- [Extract]
begin

Friday, 17 May 2024

20 Years After Columbine, What Have We Learned?

Columbine wasn’t the first. There had been other mass shootings at American schools. One in 1997 killed three students and wounded five others at a high school in West Paducah, Ky. A 1998 massacre at a middle school in Jonesboro, Ark., left five dead and 10 wounded.

But no earlier burst of gun insanity shattered the national psyche like the carnage on April 20, 1999, at Columbine High School in Littleton, Colo., outside Denver. The very name Columbine — rooted in the Latin word for dove, an enduring symbol of peace — was instantly transmogrified into a metaphor for a nation gone haywire in its embrace of devastating weaponry. Twenty years later, the attack remains as vivid as yesterday for many Americans, and not only because of its appalling casualty count: 13 killed and 21 wounded, excluding the heavily armed shooters, teenage students who took their own lives.

Columbine was more than the deadliest assault till then on a high school in the United States. It was a defining horror of the nascent digital age. Much of it unfolded onscreen in real time. Cowering students used cellphones to report what they had seen or heard. The possible impact that violent video games and internet trawling had on adolescent minds came wrenchingly to the forefront of debate.

In line with its mission of examining the past to try making sense of the present, the Retro Report series of video documentaries recalls Littleton’s nightmare on its 20th anniversary to explore what we have learned about school shootings across the years — and have yet to learn.

Among the unknowns is just how severe the threat is to America’s vulnerable young and their teachers. Some analyses show an increase in Columbine-like episodes, others a decline. Researchers disagree even on methodology. Do you include gang fights in the tally of misery? How about incidents that take place near school grounds but not on them?

But the knowns are self-evident, and unspeakable. From their writings, we know that Columbine became a touchstone for some of this country’s most unhinged. It inspired the armed young men who killed 32 people at Virginia Tech in 2007 and 26 first graders and their instructors at the Sandy Hook Elementary School in Newtown, Conn., in 2012. Less clear was its influence on the shooter who took 17 lives last year at Marjory Stoneman Douglas High School in Parkland, Fla. Still, the madness spoke for itself.

The derangement extends beyond schools to other venues once considered sanctuaries against a raging world. Concertgoers at an outdoor music festival in Las Vegas came under fire in 2017, with 58 of them killed. Houses of worship are no longer havens. Witness the 9 shooting deaths in 2015 at a black church in Charleston, S.C., the 11 deaths last year at a synagogue in Pittsburgh, the 6 at a Sikh temple in Oak Creek, Wis., in 2012, and the periodic assaults on mosques, even if none in this country have approached the carnage last month in Christchurch, New Zealand, where 50 Muslims were gunned down at prayer.

For people fearful of falling victim themselves someday, the question is no longer “Why me?” but, rather, “When me?”

end

- [Required task 1]
Rewrite the Columbine article from "Columbine wasn’t the" to "and 10 wounded.", changing "massacre" to "rampage".
The records that come next are unrelated to the text above.

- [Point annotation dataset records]
begin

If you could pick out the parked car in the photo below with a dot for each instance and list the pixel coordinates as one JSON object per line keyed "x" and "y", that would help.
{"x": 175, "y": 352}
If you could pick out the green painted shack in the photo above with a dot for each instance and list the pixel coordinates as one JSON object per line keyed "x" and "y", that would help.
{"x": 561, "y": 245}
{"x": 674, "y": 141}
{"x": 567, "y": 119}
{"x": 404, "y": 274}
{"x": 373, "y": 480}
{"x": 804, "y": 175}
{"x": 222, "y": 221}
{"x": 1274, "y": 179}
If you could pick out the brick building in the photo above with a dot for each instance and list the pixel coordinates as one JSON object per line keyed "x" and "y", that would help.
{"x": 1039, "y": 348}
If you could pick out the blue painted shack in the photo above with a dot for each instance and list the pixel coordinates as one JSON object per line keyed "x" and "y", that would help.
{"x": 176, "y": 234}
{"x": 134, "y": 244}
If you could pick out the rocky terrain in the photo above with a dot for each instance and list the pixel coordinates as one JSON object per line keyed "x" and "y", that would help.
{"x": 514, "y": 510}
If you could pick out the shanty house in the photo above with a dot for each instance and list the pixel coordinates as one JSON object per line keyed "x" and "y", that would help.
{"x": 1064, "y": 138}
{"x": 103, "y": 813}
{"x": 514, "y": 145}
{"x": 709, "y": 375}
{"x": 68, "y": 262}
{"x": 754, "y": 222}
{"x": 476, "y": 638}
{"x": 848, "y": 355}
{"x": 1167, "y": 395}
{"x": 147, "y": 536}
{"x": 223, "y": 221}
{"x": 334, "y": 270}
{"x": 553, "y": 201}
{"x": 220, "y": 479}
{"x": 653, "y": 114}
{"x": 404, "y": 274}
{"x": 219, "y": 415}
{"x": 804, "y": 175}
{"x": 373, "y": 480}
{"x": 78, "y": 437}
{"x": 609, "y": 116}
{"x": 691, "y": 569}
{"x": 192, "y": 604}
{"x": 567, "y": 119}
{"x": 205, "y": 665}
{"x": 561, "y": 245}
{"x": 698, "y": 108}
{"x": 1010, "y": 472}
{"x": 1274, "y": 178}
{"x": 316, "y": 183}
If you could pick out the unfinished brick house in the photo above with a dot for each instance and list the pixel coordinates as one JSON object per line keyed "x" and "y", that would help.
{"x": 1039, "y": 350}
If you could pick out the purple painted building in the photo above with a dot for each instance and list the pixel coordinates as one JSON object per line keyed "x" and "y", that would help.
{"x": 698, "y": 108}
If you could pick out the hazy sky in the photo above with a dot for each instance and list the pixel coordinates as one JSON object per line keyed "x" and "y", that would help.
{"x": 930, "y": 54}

end

- [Required task 2]
Format the records, from the line with "If you could pick out the brick" through the end of the records, as a Markdown table with the columns Row and Line, one numbered row per line and blank lines omitted.

- [Exercise response 1]
Columbine wasn’t the first. There had been other mass shootings at American schools. One in 1997 killed three students and wounded five others at a high school in West Paducah, Ky. A 1998 rampage at a middle school in Jonesboro, Ark., left five dead and 10 wounded.

- [Exercise response 2]
| Row | Line |
|---|---|
| 1 | If you could pick out the brick building in the photo above with a dot for each instance and list the pixel coordinates as one JSON object per line keyed "x" and "y", that would help. |
| 2 | {"x": 1039, "y": 348} |
| 3 | If you could pick out the blue painted shack in the photo above with a dot for each instance and list the pixel coordinates as one JSON object per line keyed "x" and "y", that would help. |
| 4 | {"x": 176, "y": 234} |
| 5 | {"x": 134, "y": 244} |
| 6 | If you could pick out the rocky terrain in the photo above with a dot for each instance and list the pixel coordinates as one JSON object per line keyed "x" and "y", that would help. |
| 7 | {"x": 514, "y": 510} |
| 8 | If you could pick out the shanty house in the photo above with a dot for each instance and list the pixel coordinates as one JSON object per line keyed "x" and "y", that would help. |
| 9 | {"x": 1064, "y": 138} |
| 10 | {"x": 103, "y": 813} |
| 11 | {"x": 514, "y": 145} |
| 12 | {"x": 709, "y": 375} |
| 13 | {"x": 68, "y": 262} |
| 14 | {"x": 754, "y": 222} |
| 15 | {"x": 476, "y": 638} |
| 16 | {"x": 848, "y": 355} |
| 17 | {"x": 1167, "y": 395} |
| 18 | {"x": 147, "y": 536} |
| 19 | {"x": 223, "y": 221} |
| 20 | {"x": 334, "y": 270} |
| 21 | {"x": 553, "y": 201} |
| 22 | {"x": 220, "y": 479} |
| 23 | {"x": 653, "y": 114} |
| 24 | {"x": 404, "y": 274} |
| 25 | {"x": 219, "y": 415} |
| 26 | {"x": 804, "y": 175} |
| 27 | {"x": 373, "y": 480} |
| 28 | {"x": 78, "y": 437} |
| 29 | {"x": 609, "y": 116} |
| 30 | {"x": 691, "y": 569} |
| 31 | {"x": 192, "y": 604} |
| 32 | {"x": 567, "y": 119} |
| 33 | {"x": 205, "y": 665} |
| 34 | {"x": 561, "y": 245} |
| 35 | {"x": 698, "y": 108} |
| 36 | {"x": 1010, "y": 472} |
| 37 | {"x": 1274, "y": 178} |
| 38 | {"x": 316, "y": 183} |
| 39 | If you could pick out the unfinished brick house in the photo above with a dot for each instance and list the pixel coordinates as one JSON object per line keyed "x" and "y", that would help. |
| 40 | {"x": 1039, "y": 350} |
| 41 | If you could pick out the purple painted building in the photo above with a dot for each instance and list the pixel coordinates as one JSON object per line keyed "x" and "y", that would help. |
| 42 | {"x": 698, "y": 108} |
| 43 | If you could pick out the hazy sky in the photo above with a dot for each instance and list the pixel coordinates as one JSON object per line keyed "x" and "y", that would help. |
| 44 | {"x": 930, "y": 54} |